• [Your instructions] Can you copy the data below, unchanged, starting with the line that contains "Exercise. Mark the black wheel" and running through the end of the data?

• [Records shown]
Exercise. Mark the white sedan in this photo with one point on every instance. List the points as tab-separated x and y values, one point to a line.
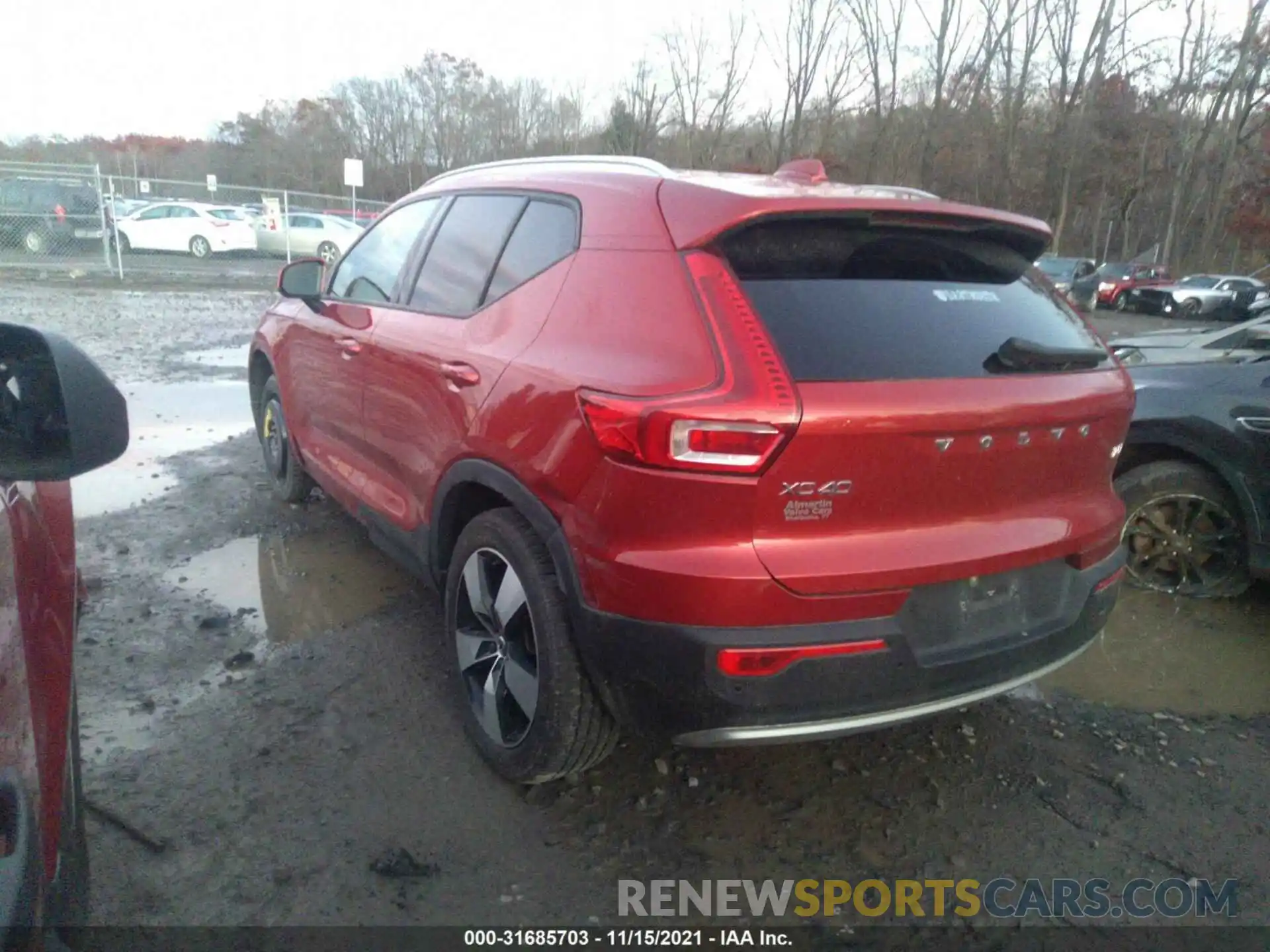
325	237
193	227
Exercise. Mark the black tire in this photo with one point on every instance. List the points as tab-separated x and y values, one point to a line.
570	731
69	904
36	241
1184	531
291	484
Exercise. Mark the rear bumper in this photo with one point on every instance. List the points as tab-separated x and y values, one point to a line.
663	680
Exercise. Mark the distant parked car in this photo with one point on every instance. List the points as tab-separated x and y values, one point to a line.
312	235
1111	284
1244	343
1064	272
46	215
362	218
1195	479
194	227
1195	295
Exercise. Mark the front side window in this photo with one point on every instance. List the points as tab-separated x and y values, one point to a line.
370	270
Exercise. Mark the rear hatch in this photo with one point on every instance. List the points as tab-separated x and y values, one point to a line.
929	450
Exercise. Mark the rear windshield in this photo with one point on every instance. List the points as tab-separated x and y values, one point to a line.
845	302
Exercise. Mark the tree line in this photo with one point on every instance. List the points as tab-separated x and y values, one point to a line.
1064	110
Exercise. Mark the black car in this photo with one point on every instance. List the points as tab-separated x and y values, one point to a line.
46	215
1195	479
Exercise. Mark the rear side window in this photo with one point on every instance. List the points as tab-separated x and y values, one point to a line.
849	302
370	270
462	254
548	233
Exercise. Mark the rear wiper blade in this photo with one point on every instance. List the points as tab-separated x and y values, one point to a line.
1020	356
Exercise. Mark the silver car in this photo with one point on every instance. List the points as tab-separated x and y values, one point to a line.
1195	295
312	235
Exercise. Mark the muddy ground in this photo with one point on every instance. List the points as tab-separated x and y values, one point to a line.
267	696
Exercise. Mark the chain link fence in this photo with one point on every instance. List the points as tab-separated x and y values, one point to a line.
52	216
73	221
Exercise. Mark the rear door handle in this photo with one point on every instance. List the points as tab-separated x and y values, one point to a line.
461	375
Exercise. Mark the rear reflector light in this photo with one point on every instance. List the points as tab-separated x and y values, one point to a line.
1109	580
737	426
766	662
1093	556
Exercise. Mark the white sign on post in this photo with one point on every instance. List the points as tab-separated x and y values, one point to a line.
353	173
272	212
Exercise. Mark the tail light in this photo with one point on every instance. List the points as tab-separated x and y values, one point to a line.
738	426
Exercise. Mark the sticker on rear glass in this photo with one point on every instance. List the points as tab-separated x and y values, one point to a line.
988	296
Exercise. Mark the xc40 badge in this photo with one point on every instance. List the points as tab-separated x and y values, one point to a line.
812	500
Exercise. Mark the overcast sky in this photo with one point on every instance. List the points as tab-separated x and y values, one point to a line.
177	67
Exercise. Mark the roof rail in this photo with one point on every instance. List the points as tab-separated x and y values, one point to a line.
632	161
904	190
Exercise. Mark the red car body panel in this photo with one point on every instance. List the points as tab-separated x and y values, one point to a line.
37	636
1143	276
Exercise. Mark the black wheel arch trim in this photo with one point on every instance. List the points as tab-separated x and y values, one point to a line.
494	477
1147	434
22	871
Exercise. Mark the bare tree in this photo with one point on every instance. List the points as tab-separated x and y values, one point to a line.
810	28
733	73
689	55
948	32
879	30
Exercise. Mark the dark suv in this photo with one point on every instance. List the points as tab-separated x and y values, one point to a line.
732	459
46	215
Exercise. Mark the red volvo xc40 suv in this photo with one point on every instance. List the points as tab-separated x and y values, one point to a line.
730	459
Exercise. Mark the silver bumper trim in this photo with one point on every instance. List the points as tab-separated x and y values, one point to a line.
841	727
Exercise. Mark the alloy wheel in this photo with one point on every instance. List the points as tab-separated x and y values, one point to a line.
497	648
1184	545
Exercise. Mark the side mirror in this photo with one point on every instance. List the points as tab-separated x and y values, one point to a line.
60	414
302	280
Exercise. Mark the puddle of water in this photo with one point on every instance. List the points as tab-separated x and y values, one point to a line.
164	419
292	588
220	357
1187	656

• [Answer]
Exercise. Mark the black wheel arch trim in this photo with one point on every instance. List the points as tab-separated x and y values, one point to a line.
494	477
1147	434
22	871
Exercise. Mark the bare tree in this photo with one point on every instance. List the points as tab-separated x and y values, one point to a line.
810	28
733	73
689	55
948	32
879	30
Exercise. Mark the dark suv in this photo with one point on every instance. List the points as tab-separated x and y values, one point to a line.
732	459
46	215
Exercise. Mark the red volvo xc40 suv in this photo with one point on every instance. List the points as tab-separated x and y values, one point to a line.
730	459
Exercise. Mark the silver bumper trim in this photo with one point on every instance. List the points as tab-separated x and y values, one point to a line.
841	727
Exercise. Mark the alloy wheel in this photo with one point on every instance. List the points as tab-separated x and y values, one point to a line.
497	648
1184	545
Exercise. Mark the side mirror in this photo with one point on every instance. List the points as tab-separated x and y values, one point to a line.
60	414
302	280
Exercise. Mark the puddle of water in this photo with one point on every instance. List the points as tab-separated x and y values, one point to a line.
164	419
292	588
220	357
1187	656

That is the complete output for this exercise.